Exercise goal:
Copy word for word the lines from the start of the records through the line that contains "Tag the rough wood texture visible above.", both included.

Record set:
######
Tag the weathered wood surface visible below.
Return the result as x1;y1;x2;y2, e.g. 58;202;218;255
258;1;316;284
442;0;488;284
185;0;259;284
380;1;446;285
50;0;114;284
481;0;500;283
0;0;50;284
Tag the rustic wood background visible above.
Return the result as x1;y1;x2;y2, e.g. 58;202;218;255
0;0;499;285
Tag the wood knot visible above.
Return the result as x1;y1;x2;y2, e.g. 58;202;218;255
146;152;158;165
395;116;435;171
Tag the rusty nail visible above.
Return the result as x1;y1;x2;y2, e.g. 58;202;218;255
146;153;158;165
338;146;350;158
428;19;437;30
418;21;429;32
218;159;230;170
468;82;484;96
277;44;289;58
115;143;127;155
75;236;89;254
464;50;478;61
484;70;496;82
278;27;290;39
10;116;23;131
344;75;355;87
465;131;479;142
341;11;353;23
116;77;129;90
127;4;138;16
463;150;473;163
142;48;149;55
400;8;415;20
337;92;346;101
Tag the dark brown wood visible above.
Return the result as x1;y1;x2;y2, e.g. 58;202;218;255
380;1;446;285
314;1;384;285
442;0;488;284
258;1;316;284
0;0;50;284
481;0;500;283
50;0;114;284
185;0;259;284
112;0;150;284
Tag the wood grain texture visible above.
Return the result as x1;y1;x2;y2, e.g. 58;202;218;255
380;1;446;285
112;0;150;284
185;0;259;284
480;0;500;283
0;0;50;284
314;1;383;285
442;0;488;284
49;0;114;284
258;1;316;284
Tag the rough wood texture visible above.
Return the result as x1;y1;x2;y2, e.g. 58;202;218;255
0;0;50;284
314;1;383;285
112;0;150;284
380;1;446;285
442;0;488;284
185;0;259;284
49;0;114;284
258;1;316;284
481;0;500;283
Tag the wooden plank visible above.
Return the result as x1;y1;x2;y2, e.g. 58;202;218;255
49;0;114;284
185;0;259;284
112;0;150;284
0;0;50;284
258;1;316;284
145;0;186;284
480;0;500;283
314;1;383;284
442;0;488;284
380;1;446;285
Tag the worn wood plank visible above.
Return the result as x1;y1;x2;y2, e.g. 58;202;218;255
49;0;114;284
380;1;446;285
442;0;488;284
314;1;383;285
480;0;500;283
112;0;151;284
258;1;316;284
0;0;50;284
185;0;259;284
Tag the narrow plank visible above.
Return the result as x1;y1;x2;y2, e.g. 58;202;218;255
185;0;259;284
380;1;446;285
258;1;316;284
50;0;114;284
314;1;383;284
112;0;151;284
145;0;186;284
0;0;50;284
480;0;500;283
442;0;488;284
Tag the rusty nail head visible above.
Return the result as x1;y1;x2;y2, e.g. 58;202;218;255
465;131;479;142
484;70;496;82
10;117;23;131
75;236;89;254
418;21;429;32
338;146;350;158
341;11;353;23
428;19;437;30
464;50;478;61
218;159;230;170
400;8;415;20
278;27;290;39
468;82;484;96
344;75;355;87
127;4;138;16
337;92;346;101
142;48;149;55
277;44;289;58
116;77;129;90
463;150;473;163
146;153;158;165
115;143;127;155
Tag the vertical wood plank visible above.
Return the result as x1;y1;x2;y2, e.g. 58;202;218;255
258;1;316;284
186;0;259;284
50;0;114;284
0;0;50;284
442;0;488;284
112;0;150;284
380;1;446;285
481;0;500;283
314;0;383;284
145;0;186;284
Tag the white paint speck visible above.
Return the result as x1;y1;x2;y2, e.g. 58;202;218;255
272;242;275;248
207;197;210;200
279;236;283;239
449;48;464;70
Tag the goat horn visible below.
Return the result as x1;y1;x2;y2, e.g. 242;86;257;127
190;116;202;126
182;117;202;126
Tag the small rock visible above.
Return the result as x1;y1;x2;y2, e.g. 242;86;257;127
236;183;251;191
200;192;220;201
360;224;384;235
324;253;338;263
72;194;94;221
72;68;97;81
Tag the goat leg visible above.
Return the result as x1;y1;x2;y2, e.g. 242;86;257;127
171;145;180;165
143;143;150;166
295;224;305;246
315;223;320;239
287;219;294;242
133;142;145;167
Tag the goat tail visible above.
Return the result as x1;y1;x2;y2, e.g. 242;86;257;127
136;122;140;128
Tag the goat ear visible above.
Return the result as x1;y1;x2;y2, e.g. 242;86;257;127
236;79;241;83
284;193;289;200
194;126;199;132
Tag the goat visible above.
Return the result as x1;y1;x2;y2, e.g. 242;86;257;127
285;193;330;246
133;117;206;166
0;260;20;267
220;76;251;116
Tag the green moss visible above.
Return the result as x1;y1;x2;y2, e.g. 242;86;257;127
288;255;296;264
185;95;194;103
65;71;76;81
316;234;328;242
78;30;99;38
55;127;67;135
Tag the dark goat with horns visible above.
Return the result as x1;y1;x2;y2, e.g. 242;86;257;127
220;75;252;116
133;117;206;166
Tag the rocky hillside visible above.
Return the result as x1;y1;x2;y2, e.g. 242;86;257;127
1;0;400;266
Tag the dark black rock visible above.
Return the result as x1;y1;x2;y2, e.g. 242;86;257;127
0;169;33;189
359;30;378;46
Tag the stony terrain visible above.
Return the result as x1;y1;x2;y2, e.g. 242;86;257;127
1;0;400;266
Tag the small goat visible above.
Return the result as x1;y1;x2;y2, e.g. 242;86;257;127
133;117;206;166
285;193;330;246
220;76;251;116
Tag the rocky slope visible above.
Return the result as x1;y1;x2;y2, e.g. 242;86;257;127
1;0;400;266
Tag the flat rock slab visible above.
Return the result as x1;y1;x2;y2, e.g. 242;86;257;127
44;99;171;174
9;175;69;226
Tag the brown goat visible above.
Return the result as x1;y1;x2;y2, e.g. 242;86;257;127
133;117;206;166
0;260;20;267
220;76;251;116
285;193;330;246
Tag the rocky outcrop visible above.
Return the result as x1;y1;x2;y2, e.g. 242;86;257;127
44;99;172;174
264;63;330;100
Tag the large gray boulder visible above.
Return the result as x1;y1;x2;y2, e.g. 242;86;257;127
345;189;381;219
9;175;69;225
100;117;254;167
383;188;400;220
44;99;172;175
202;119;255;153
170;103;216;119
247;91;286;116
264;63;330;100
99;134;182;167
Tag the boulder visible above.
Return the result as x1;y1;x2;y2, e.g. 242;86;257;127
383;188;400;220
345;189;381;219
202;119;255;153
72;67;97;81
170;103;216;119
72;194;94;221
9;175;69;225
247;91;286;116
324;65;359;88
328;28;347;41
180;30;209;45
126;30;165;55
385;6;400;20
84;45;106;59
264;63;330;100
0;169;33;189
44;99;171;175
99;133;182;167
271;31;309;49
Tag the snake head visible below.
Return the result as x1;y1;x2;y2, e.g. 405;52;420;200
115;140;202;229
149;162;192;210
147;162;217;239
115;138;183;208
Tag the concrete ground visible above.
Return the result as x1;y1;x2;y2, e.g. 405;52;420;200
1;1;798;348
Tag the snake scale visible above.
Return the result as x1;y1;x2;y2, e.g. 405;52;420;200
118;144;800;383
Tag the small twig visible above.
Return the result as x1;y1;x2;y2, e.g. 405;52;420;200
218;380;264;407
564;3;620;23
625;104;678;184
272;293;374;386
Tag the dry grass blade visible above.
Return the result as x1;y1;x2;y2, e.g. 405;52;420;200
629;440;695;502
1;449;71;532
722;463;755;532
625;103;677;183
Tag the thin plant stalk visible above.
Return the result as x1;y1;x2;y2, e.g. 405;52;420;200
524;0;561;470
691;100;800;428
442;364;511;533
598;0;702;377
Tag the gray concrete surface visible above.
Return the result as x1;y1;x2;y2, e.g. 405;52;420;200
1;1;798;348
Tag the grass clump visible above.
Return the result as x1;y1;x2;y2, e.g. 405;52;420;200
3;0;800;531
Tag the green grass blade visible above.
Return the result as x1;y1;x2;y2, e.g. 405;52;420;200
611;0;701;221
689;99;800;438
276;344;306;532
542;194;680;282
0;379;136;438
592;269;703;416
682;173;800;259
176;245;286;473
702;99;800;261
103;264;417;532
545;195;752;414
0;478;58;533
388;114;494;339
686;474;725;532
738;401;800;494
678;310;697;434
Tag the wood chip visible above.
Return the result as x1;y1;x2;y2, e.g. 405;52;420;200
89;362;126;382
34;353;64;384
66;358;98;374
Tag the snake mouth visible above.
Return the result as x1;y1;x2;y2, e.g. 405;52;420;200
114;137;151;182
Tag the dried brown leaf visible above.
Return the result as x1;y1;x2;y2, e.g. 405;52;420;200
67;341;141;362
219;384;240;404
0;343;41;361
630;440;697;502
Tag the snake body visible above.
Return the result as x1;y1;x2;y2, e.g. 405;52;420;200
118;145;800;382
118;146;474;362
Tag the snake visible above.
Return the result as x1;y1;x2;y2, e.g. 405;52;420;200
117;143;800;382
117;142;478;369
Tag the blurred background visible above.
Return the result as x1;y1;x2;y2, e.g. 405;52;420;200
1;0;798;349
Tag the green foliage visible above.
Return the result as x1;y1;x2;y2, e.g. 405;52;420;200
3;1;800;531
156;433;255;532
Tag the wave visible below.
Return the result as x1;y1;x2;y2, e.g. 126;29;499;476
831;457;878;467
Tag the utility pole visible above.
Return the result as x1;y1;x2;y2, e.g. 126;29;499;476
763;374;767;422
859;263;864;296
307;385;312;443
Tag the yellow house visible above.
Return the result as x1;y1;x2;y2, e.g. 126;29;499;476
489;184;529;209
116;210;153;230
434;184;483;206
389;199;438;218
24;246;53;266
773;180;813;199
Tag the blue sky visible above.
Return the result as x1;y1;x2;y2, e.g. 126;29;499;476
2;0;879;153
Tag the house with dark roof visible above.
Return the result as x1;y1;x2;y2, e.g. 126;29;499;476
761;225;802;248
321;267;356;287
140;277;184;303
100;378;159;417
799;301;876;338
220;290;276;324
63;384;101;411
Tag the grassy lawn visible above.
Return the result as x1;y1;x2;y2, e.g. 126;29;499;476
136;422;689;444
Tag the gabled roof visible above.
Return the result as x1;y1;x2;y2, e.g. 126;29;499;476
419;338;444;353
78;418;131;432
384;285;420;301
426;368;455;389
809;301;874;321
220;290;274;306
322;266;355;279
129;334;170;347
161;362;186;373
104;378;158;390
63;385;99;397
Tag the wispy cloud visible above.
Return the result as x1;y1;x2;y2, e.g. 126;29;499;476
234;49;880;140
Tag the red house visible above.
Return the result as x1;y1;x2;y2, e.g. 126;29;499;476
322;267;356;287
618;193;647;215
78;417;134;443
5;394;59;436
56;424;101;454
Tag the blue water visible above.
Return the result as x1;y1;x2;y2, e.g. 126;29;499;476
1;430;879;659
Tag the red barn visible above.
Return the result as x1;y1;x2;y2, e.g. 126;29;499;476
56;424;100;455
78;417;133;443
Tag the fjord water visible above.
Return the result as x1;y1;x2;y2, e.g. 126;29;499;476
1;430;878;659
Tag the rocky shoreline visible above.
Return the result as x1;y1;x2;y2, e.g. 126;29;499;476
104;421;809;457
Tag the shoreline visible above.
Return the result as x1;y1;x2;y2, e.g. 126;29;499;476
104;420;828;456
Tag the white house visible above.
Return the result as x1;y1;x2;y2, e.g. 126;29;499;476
######
Exercise output:
Tag the weathered wood surface visible below.
Return the result as x1;y1;x2;y2, e.g. 58;202;218;255
258;1;316;284
442;0;488;284
185;0;259;284
380;1;446;285
50;0;114;284
481;0;500;283
0;0;50;284
Tag the rustic wood background visible above.
Return the result as x1;y1;x2;y2, e.g. 58;202;218;255
0;0;499;285
Tag the wood knot visible above.
Return the result as x1;y1;x2;y2, e.g. 58;202;218;255
146;152;158;165
395;116;435;171
Tag the rusty nail visible above.
Return the result as x1;y1;x2;y2, e.g. 58;202;218;255
146;153;158;165
338;146;350;158
428;19;437;30
418;21;429;32
218;159;230;170
468;82;484;96
277;44;289;58
115;143;127;155
75;236;89;254
464;50;478;61
484;70;496;82
278;27;290;39
10;116;23;131
344;75;355;87
465;131;479;142
341;11;353;23
116;77;129;90
127;4;138;16
463;150;473;163
142;48;149;55
400;8;415;20
337;92;346;101
Tag the dark brown wood visible above.
Return the result as x1;y1;x2;y2, e.g. 58;202;218;255
380;1;446;285
314;1;384;285
442;0;488;284
258;1;316;284
0;0;50;284
481;0;500;283
50;0;114;284
185;0;259;284
112;0;150;284
Tag the wood grain texture visible above.
Return the result as x1;y1;x2;y2, e.g. 58;202;218;255
380;1;446;285
112;0;150;284
185;0;259;284
480;0;500;283
0;0;50;284
314;1;383;285
442;0;488;284
49;0;114;284
258;1;316;284
Tag the rough wood texture visible above.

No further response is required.